▸ **Your objective**
Repeat every entry below exactly.
━━ Provided records
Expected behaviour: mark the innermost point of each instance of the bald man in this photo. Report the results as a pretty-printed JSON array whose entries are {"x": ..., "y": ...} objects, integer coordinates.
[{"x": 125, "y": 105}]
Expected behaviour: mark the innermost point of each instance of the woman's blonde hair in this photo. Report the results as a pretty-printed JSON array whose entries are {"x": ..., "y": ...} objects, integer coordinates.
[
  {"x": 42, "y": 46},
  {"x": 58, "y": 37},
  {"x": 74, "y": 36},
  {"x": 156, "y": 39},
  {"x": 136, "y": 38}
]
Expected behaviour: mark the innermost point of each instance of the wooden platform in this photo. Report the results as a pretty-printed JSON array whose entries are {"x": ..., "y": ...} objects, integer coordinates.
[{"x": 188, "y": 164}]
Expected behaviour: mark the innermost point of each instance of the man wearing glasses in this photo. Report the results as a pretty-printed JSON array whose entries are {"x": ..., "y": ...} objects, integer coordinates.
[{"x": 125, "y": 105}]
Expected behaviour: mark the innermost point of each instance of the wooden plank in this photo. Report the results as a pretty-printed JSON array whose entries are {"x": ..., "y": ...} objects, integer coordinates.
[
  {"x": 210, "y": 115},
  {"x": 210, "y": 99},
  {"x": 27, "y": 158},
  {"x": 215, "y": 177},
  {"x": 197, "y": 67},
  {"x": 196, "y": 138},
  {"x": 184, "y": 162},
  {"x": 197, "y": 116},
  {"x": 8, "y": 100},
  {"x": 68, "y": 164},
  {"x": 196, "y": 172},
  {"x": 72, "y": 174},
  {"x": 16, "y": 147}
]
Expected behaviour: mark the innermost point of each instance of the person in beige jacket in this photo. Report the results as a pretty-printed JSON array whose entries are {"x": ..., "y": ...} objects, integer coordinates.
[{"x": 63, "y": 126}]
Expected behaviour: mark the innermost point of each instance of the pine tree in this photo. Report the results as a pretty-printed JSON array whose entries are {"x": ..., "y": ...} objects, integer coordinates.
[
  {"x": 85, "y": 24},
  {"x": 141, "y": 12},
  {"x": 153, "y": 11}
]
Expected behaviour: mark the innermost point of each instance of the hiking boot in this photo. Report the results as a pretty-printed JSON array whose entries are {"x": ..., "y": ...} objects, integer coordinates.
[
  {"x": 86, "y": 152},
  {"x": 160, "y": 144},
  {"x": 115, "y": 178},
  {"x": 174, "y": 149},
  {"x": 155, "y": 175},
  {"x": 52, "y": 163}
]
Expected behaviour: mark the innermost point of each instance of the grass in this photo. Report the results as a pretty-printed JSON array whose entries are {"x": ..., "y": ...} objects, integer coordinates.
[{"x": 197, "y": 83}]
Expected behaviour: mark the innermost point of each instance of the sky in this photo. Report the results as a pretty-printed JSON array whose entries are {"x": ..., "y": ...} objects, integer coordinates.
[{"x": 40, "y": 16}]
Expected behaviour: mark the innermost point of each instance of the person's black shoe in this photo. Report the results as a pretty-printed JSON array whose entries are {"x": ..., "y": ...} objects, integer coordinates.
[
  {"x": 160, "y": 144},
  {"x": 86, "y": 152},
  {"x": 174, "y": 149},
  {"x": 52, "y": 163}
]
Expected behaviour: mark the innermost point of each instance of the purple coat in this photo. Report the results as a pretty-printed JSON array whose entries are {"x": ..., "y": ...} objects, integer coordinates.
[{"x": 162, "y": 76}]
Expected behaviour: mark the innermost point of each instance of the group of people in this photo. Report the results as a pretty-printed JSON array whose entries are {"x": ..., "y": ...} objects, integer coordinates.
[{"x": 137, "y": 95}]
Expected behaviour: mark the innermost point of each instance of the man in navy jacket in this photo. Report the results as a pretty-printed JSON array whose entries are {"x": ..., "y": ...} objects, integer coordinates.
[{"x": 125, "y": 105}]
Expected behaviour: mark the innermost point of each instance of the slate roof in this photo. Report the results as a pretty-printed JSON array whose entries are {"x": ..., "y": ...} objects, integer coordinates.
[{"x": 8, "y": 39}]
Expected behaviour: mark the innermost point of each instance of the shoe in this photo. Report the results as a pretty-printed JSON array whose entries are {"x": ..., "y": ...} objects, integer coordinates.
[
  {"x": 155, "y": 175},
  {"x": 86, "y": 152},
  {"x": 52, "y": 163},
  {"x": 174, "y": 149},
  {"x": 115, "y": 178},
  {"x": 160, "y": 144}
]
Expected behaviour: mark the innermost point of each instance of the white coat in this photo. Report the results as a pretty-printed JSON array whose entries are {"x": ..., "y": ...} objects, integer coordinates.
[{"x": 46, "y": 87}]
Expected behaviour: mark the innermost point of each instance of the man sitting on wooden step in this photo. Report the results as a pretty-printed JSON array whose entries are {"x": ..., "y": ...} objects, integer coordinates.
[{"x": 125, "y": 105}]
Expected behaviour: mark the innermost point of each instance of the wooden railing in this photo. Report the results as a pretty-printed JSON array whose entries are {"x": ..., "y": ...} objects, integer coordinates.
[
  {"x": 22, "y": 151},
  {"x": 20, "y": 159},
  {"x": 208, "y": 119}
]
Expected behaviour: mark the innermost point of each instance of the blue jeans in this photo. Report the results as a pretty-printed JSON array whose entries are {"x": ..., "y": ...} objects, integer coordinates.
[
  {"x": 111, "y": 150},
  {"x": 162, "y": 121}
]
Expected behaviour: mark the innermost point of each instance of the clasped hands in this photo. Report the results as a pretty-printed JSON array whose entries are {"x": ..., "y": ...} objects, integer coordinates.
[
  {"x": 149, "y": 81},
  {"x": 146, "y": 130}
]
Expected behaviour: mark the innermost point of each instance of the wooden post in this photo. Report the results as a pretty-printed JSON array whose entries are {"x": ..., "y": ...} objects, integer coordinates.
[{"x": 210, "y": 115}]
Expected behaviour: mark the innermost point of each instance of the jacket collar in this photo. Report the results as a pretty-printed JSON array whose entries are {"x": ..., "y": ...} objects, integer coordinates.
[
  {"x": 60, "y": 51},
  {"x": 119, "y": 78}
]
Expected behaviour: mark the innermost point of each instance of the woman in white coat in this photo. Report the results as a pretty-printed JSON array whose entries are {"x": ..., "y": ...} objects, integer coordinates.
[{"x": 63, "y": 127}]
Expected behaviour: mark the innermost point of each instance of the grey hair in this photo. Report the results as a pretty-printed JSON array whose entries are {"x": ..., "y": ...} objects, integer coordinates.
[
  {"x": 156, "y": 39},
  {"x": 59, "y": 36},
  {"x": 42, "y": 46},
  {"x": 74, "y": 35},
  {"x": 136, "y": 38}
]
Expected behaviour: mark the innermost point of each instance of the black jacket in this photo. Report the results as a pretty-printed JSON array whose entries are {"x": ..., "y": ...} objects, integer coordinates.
━━━━
▸ **Solution to the exercise**
Expected behaviour: mark the innermost point of each instance of the bald man in this photo. Report the results as a pretty-printed JSON array whose entries are {"x": ..., "y": ...} objects, integer coordinates.
[{"x": 125, "y": 105}]
Expected behaviour: mark the innermost point of each instance of the woman's blonde hair in this photo. Report the results as a pretty-printed JSON array whose entries are {"x": ..., "y": ...} objects, integer coordinates.
[
  {"x": 42, "y": 46},
  {"x": 58, "y": 37},
  {"x": 74, "y": 36},
  {"x": 156, "y": 39},
  {"x": 136, "y": 38}
]
Expected behaviour: mark the innermost point of each instance of the wooden platform in this photo. Report the results as a pretty-printed JSON array whose entries are {"x": ..., "y": ...} objects, integer coordinates.
[{"x": 188, "y": 164}]
Expected behaviour: mark the innermost point of each instance of the man wearing glasses in this photo. Report the results as a pretty-printed JSON array whose entries are {"x": ..., "y": ...} objects, integer coordinates.
[{"x": 125, "y": 105}]
Expected behaviour: mark the innermost point of each instance of the wooden plank in this photo. Report the results as a pretty-printed JSON array whose entries are {"x": ..., "y": ...} objects, integer coordinates.
[
  {"x": 210, "y": 115},
  {"x": 210, "y": 99},
  {"x": 27, "y": 158},
  {"x": 215, "y": 177},
  {"x": 197, "y": 67},
  {"x": 196, "y": 138},
  {"x": 184, "y": 162},
  {"x": 197, "y": 116},
  {"x": 8, "y": 100},
  {"x": 68, "y": 164},
  {"x": 196, "y": 172},
  {"x": 72, "y": 174},
  {"x": 16, "y": 147}
]
Expected behaviour: mark the innermost point of each instance of the person in beige jacket in this photo. Report the results as a pretty-printed JSON array whose entries are {"x": ..., "y": ...} objects, integer coordinates.
[{"x": 63, "y": 126}]
Expected behaviour: mark the innermost point of each instance of the pine tree in this photo. Report the results as a pretty-printed JSON array whose entries are {"x": ..., "y": ...} objects, integer coordinates.
[
  {"x": 85, "y": 24},
  {"x": 141, "y": 12},
  {"x": 153, "y": 11}
]
Expected behaviour: mark the innermost point of each instance of the hiking boot in this photo. Report the results as a pretty-printed JSON array whose entries are {"x": ..., "y": ...} objects, integer coordinates.
[
  {"x": 86, "y": 152},
  {"x": 160, "y": 144},
  {"x": 115, "y": 178},
  {"x": 174, "y": 149},
  {"x": 155, "y": 175},
  {"x": 52, "y": 163}
]
Expected behaviour: mark the innermost point of each instance of the grass in this photo. Report the results as a pretty-printed JSON array whose entries are {"x": ..., "y": ...} objects, integer coordinates.
[{"x": 197, "y": 83}]
Expected behaviour: mark the innermost point of each instance of the sky in this photo. Report the results as a pretty-printed JSON array whose entries are {"x": ..., "y": ...} objects, integer coordinates.
[{"x": 40, "y": 16}]
Expected behaviour: mark the innermost point of each instance of the person's black shoe in this photo. Report the results as a pretty-printed JSON array whose entries are {"x": ..., "y": ...} objects, integer coordinates.
[
  {"x": 160, "y": 144},
  {"x": 86, "y": 152},
  {"x": 174, "y": 149},
  {"x": 52, "y": 163}
]
Expected behaviour: mark the innermost point of each instance of the purple coat in this photo. Report the results as a pretty-printed JSON array whose entries are {"x": ..., "y": ...} objects, integer coordinates.
[{"x": 162, "y": 76}]
Expected behaviour: mark the innermost point of each instance of the group of people in this photo. Report the results as a pretty-printed JSON array whose entries are {"x": ..., "y": ...} objects, integer coordinates.
[{"x": 137, "y": 95}]
Expected behaviour: mark the innermost point of each instance of the man in navy jacket in this photo. Report the results as a pretty-printed JSON array whose entries are {"x": ..., "y": ...} objects, integer coordinates.
[{"x": 125, "y": 105}]
Expected behaviour: mark the innermost point of each instance of the slate roof in this photo. Report the results as a pretty-printed JSON array whose entries are {"x": ..., "y": ...} objects, integer coordinates.
[{"x": 8, "y": 39}]
Expected behaviour: mark the innermost point of each instance of the shoe in this photo. Report the results as a pretty-printed JSON array whose entries are {"x": ..., "y": ...} objects, integer coordinates.
[
  {"x": 155, "y": 175},
  {"x": 86, "y": 152},
  {"x": 52, "y": 163},
  {"x": 174, "y": 149},
  {"x": 115, "y": 178},
  {"x": 160, "y": 144}
]
Expected behaviour: mark the innermost point of each instance of the white coat in this photo. Report the results as a pretty-printed JSON array whose entries are {"x": ..., "y": ...} objects, integer coordinates.
[{"x": 46, "y": 87}]
Expected behaviour: mark the innermost point of each instance of the man sitting on wooden step in this photo. Report the results as a pretty-printed JSON array whose entries are {"x": ..., "y": ...} objects, integer coordinates.
[{"x": 125, "y": 105}]
Expected behaviour: mark the innermost point of each instance of the wooden railing in this photo. Report the results as a pretty-printed JSON array whose entries are {"x": ..., "y": ...} objects, integer coordinates.
[
  {"x": 22, "y": 151},
  {"x": 20, "y": 159},
  {"x": 208, "y": 119}
]
Expected behaviour: mark the innermost point of each instance of the blue jeans in this photo. Report the results as a pretty-printed JSON array whose entries are {"x": ..., "y": ...} objects, integer coordinates.
[
  {"x": 111, "y": 150},
  {"x": 162, "y": 121}
]
Expected behaviour: mark the innermost point of each instance of the clasped hands in this photo. Report the results as a pretty-printed JSON array whose entries are {"x": ..., "y": ...} objects, integer coordinates.
[
  {"x": 149, "y": 81},
  {"x": 146, "y": 130}
]
Expected behaviour: mark the innermost point of each instance of the wooden post in this photo. Report the results as a pretty-printed JSON array whose entries are {"x": ..., "y": ...} objects, integer coordinates.
[{"x": 210, "y": 115}]
Expected behaviour: mark the innermost point of each instance of the jacket collar in this photo. Report the results as a pretty-printed JSON array whose entries are {"x": ..., "y": ...} objects, integer coordinates.
[
  {"x": 60, "y": 51},
  {"x": 119, "y": 78}
]
Expected behaviour: mark the innermost point of each instance of the woman in white coat in this photo. Report the results as a pretty-printed JSON array whose entries are {"x": ..., "y": ...} objects, integer coordinates.
[{"x": 63, "y": 127}]
Expected behaviour: mark the innermost point of each instance of the grey hair in this photo. Report the results as a pretty-printed JSON array whose entries are {"x": ..., "y": ...} objects, integer coordinates.
[
  {"x": 156, "y": 39},
  {"x": 59, "y": 36},
  {"x": 42, "y": 46},
  {"x": 74, "y": 35},
  {"x": 136, "y": 38}
]
Expected behaviour: mark the innermost point of each instance of the black jacket in this photo. Report the results as a pretty-printed JSON array whose entries are {"x": ..., "y": ...} objects, integer coordinates.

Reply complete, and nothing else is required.